(Yapılacaklar):
[1] Kaynak metindeki "Çevreleme Planı: Bulgaristan'ın Suriyeli" diye başlayan paragrafı, ana bilgilerini koruyarak kısa bir madde listesine çevirin.
[2] Kaynak metni "(Sofya) – İnsan" kısmından "püskürtülmesi biçiminde uygulandı." kısmına kadar yeniden yazın ve "geri püskürtülmesi" yerine "geri itilmesi" koyun.

(Kaynak):
(Sofya) – İnsan Hakları İzleme Örgütü (Human Rights Watch) bugün yayınladığı bir raporda Bulgaristan'ın, ülkedeki sığınmacıların sayısını azaltmak amacıyla, bir "Çevreleme Planı" yürüttüğünü belirtti. Plan, kısmen, Türkiye'den gelerek, Bulgaristan sınırını resmi olmayan yollarla geçmeye çalışan Suriyeli, Afganve diğer sığınmacıların yargısız olarak geri püskürtülmesi biçiminde uygulandı.
"Çevreleme Planı: Bulgaristan'ın Suriyeli ve Diğer Sığınmacıları ve Göçmenleri Geri Püskürtmesi ve Gözaltında Tutması" (“‘Containment Plan’: Bulgaria’s Pushbacks and Detention of Syrian and other Asylum Seekers and Migrants”)başlığını taşıyan 76 sayfalık rapor, Bulgar sınır polisinin, sığınmacı olduğu düşünülen kişileri yargısız olarak ve sık sık aşırı güç kullanarak, Türkiye'ye geri döndürdüğünü belgeliyor. İnsanlar sınır boyunca herhangi bir resmi prosedür uygulanmadan ve kendilerine iltica talebinde bulunma fırsatı verilmeden geri dönmeye zorlandılar. Bulgaristan Türkiye sınırındaki yargısız sınır dışı etme uygulamasına son vermeli, sınır muhafızlarının aşırı güç kullanmasını durdurmalı ve göçmenlerin tutulduğu polis karakolları ve gözaltı merkezlerindeki koşulları ve gözaltında tutulanlara yönelik muameleyi iyileştirmelidir.

(Veri kayıtları):
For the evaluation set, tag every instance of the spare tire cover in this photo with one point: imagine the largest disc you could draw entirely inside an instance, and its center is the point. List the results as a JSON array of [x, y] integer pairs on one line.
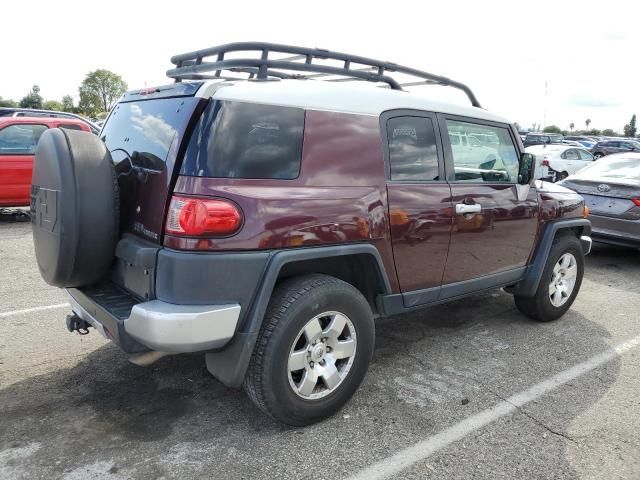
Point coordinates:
[[74, 208]]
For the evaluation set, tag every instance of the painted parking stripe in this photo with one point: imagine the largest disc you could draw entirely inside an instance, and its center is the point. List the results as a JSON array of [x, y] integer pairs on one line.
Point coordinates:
[[421, 450], [34, 309]]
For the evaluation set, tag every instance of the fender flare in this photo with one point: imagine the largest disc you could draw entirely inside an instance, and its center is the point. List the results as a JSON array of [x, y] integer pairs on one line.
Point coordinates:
[[230, 364], [528, 286]]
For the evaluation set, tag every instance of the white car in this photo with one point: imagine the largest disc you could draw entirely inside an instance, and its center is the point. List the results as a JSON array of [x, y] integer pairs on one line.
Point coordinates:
[[557, 162]]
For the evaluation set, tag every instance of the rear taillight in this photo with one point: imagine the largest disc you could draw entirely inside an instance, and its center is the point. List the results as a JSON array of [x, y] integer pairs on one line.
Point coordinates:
[[194, 217]]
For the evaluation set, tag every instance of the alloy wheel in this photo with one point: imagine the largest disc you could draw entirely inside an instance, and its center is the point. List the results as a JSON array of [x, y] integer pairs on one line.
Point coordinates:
[[563, 279], [322, 355]]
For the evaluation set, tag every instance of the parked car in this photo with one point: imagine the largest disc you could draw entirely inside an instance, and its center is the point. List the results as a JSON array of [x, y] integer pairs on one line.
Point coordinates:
[[557, 162], [611, 188], [608, 147], [32, 112], [572, 143], [539, 138], [587, 142], [18, 139], [266, 224]]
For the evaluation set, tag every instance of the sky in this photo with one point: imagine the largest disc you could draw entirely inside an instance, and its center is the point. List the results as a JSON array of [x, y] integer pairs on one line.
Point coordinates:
[[538, 62]]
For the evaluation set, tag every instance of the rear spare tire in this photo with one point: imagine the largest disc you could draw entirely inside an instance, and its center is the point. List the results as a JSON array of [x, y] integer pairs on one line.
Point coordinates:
[[74, 208]]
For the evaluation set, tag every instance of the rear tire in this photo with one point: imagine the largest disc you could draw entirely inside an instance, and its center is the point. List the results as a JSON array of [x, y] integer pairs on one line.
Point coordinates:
[[295, 375], [559, 284]]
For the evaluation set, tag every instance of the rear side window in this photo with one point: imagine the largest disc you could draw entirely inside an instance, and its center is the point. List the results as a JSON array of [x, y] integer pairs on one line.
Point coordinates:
[[246, 140], [20, 139], [412, 149]]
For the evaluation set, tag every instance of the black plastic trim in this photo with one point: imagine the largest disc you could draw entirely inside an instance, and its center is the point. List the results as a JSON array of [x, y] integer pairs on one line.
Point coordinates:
[[210, 278], [229, 365], [528, 286], [400, 303], [114, 326]]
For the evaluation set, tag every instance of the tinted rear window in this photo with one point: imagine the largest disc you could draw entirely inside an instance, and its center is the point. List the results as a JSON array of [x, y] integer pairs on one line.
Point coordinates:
[[245, 140], [143, 130]]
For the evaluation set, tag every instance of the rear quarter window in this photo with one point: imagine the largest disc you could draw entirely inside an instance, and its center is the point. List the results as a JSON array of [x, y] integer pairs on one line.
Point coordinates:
[[20, 139], [246, 140]]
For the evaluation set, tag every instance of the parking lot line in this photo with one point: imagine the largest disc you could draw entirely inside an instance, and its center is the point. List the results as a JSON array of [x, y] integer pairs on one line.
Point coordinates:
[[421, 450], [34, 309]]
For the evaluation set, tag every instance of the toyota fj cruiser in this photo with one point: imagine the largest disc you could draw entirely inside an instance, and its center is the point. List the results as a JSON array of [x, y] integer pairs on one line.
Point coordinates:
[[266, 221]]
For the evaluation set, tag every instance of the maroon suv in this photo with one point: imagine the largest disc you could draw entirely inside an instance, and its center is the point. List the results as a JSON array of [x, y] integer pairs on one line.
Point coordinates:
[[267, 222]]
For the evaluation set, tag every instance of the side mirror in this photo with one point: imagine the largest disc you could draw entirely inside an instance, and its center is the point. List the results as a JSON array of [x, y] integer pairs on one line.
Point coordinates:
[[527, 168]]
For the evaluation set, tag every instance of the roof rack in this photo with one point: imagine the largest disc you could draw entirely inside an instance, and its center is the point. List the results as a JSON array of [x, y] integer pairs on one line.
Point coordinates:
[[191, 66]]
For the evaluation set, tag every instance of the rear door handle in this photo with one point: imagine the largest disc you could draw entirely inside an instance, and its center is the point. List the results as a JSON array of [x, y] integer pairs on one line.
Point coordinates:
[[462, 208]]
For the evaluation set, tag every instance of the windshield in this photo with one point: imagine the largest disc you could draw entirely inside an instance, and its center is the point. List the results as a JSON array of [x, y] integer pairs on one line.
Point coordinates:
[[619, 168], [143, 130]]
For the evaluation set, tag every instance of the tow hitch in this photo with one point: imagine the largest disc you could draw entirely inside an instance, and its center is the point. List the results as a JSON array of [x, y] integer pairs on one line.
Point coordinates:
[[76, 324]]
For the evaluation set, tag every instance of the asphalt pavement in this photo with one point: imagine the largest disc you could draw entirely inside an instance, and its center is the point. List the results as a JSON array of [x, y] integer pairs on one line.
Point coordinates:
[[471, 389]]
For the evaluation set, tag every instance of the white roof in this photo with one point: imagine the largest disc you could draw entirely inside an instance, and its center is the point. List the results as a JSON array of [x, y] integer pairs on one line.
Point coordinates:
[[348, 97]]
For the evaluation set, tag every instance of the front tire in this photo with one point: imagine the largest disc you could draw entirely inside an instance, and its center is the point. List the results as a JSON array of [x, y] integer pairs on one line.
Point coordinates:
[[559, 284], [313, 350]]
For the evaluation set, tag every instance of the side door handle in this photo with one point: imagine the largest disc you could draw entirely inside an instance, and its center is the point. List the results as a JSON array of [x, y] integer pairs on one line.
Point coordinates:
[[462, 208]]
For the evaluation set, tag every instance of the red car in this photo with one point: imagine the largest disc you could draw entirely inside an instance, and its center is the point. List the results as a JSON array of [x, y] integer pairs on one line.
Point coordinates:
[[18, 139]]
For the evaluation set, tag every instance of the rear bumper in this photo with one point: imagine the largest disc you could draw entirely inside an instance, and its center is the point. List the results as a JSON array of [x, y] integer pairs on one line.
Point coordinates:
[[164, 327], [615, 231]]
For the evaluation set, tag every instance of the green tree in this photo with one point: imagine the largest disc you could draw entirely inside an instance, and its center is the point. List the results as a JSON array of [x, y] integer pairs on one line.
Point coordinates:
[[7, 102], [67, 104], [33, 99], [99, 91], [630, 129], [52, 105]]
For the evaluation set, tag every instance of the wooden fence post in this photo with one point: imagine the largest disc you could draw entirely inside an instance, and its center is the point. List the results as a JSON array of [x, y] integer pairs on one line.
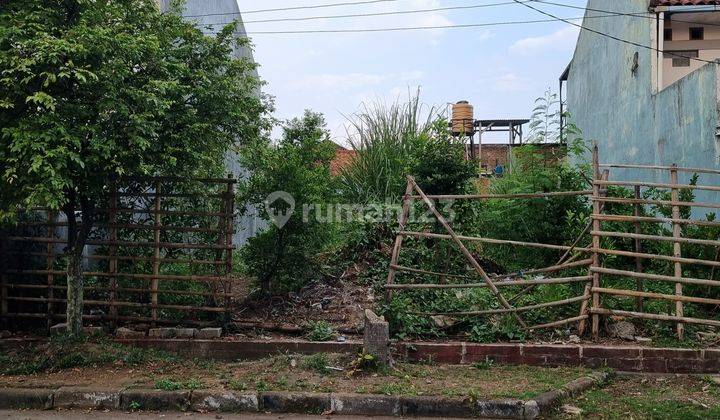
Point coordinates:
[[677, 249], [597, 209], [154, 284], [49, 265], [229, 231], [405, 212], [113, 262], [639, 286]]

(Alıştırma cevapları):
[1]
- Rapor 76 sayfa uzunluğunda ve adı "Çevreleme Planı".
- Rapora göre Bulgar sınır polisi, sığınmacı olduğu düşünülen kişileri yargısız şekilde ve çoğu zaman aşırı güç kullanarak Türkiye'ye geri gönderdi.
- Bu insanlar sınırda hiçbir resmi işlem yapılmadan geri dönmeye zorlandı. Onlara iltica başvurusu yapma fırsatı da verilmedi.
- Bulgaristan, Türkiye sınırındaki yargısız sınır dışı etmelere son vermeli.
- Sınır muhafızlarının aşırı güç kullanması durdurulmalı.
- Göçmenlerin tutulduğu polis karakolları ile gözaltı merkezlerindeki koşullar düzeltilmeli. Gözaltındakilere yapılan muamele de iyileştirilmeli.

[2]
(Sofya) – İnsan Hakları İzleme Örgütü (Human Rights Watch) bugün yayınladığı bir raporda Bulgaristan'ın, ülkedeki sığınmacıların sayısını azaltmak amacıyla, bir "Çevreleme Planı" yürüttüğünü belirtti. Plan, kısmen, Türkiye'den gelerek, Bulgaristan sınırını resmi olmayan yollarla geçmeye çalışan Suriyeli, Afganve diğer sığınmacıların yargısız olarak geri itilmesi biçiminde uygulandı.